▶ [GIVEN INSTRUCTION 1]: In the forum thread below, on what console did Kid_Eternity play the game in January 2009?

▶ [DOCUMENT]:
-*-

# Team Fortress 2!!!11ONE



## bmd (Jul 25, 2006)

It looks like it's on its way, the trailer is up on Steam, it looks completely different from the original, quite cartoony and there also seems to be a little Nazi imagery going on in there.

Give it another few years and I reckon we'll be fraggin'.


----------



## mack (Jul 25, 2006)

A few months more like - it's supposed to be shipping with the next Half Life 2 installment - due November - I cannae wait!!


----------



## bmd (Jul 26, 2006)

mack said:
			
		

> A few months more like - it's supposed to be shipping with the next Half Life 2 installment - due November - I cannae wait!!



It was supposed to be shipping with HL2 soooo I'll wait and see but it would be great if it did come out with Ep 2, I'd probably buy it if that was the case.


----------



## Jim2k5 (Jul 26, 2006)

omg just watched that, looks bloody awesome. cant wait for that to come out, really like the cartoony look of it. and saying that another cartoony game that i really liked was XIII that kind of has a cliff hanger at the end for a sequel, and seeing as it was released 2+ years ago anyone know of any development in it? XIV or XII:2


----------



## Firky (Jul 26, 2006)

Anyone remember the trailer they did years ago, must be about 1998/99 when they were first talking about TFC2


----------



## mack (Jul 26, 2006)

riot sky said:
			
		

> Anyone remember the trailer they did years ago, must be about 1998/99 when they were first talking about TFC2



Yeah I remember that, iirc it was more WW2 looking with jeeps an stuff. 
I think once they realised what they could do with the HL2 engine they kinda gave up all the development work on it.

Will you be giving it a go? - I remember you from the tfc forums many moons ago!


----------



## bmd (Jul 26, 2006)

mack said:
			
		

> Yeah I remember that, iirc it was more WW2 looking with jeeps an stuff.
> I think once they realised what they could do with the HL2 engine they kinda gave up all the development work on it.
> 
> Will you be giving it a go? - I remember you from the tfc forums many moons ago!



So YOU'RE oobatz! *shoots oobatz in the face, plants bomb, camps*


----------



## Kid_Eternity (Jul 26, 2006)

Tbh I don't like the new cartoony look...


----------



## Kid_Eternity (Jul 26, 2006)

Tbh I don't like the new cartoony look...


----------



## Kid_Eternity (Jul 26, 2006)

Wow! Do I get a prize for the most accidental duplicate posts ever on U75?!


----------



## Strawman (Jul 27, 2006)

Cant wait for this, I was a demon at TFC and played for the clan that won the first wireplay league


----------



## Kid_Eternity (Jan 31, 2009)

Kid_Eternity said:


> Tbh I don't like the new cartoony look...



But I do now! Played this on the 360 tonight and loved it, it's fucking great (kicking ass may have had something to do with enjoying it)!


----------



## dlx1 (Jan 31, 2009)

didn't see you, what you fav map ?


----------



## Kid_Eternity (Jan 31, 2009)

Only played one, that one with the bridge in the middle. Was great fun, gonna play it in a moment.

-*-

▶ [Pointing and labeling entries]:
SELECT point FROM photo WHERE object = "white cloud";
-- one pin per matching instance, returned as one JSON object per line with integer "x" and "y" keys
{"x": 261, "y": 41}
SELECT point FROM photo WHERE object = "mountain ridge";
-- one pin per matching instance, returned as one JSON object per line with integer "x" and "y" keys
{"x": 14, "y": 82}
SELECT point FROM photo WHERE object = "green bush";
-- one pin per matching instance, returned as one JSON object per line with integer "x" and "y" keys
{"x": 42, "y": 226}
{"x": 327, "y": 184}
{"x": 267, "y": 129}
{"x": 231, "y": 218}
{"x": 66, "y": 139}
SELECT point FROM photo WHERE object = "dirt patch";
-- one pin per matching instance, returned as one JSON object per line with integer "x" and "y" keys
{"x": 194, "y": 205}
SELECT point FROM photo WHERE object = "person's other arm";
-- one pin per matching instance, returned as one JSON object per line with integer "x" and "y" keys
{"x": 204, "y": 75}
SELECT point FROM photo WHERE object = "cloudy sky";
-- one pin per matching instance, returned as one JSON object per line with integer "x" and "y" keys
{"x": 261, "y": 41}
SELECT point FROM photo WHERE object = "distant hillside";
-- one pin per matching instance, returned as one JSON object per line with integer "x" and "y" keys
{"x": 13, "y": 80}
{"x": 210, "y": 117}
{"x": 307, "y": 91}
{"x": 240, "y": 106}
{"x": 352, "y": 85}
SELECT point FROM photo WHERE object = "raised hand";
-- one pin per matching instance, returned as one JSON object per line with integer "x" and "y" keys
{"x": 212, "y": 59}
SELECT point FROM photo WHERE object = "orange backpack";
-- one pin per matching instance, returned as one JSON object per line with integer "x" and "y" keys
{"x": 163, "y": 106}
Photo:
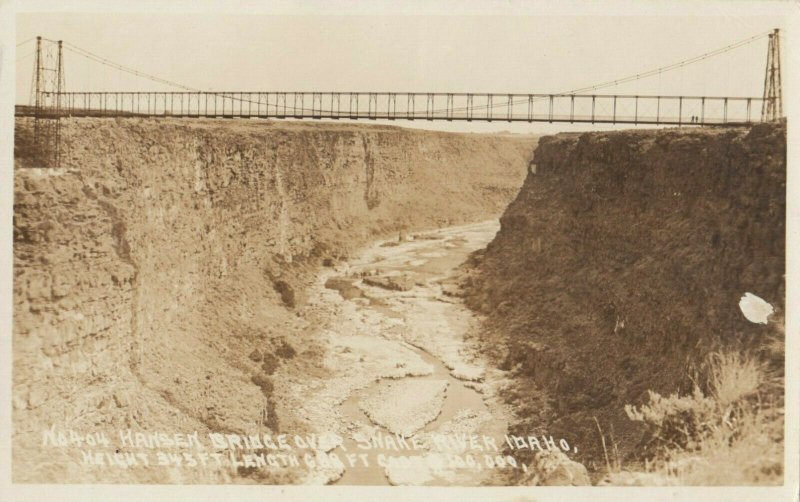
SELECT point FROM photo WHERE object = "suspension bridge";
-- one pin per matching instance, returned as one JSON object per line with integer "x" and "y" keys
{"x": 50, "y": 101}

-*-

▶ [GIVEN INSTRUCTION 2]: Gather every line of the entries above that contains the word "distant".

▶ [WORKED SOLUTION 1]: The 360.

▶ [WORKED SOLUTION 2]:
SELECT point FROM photo WHERE object = "distant hillside";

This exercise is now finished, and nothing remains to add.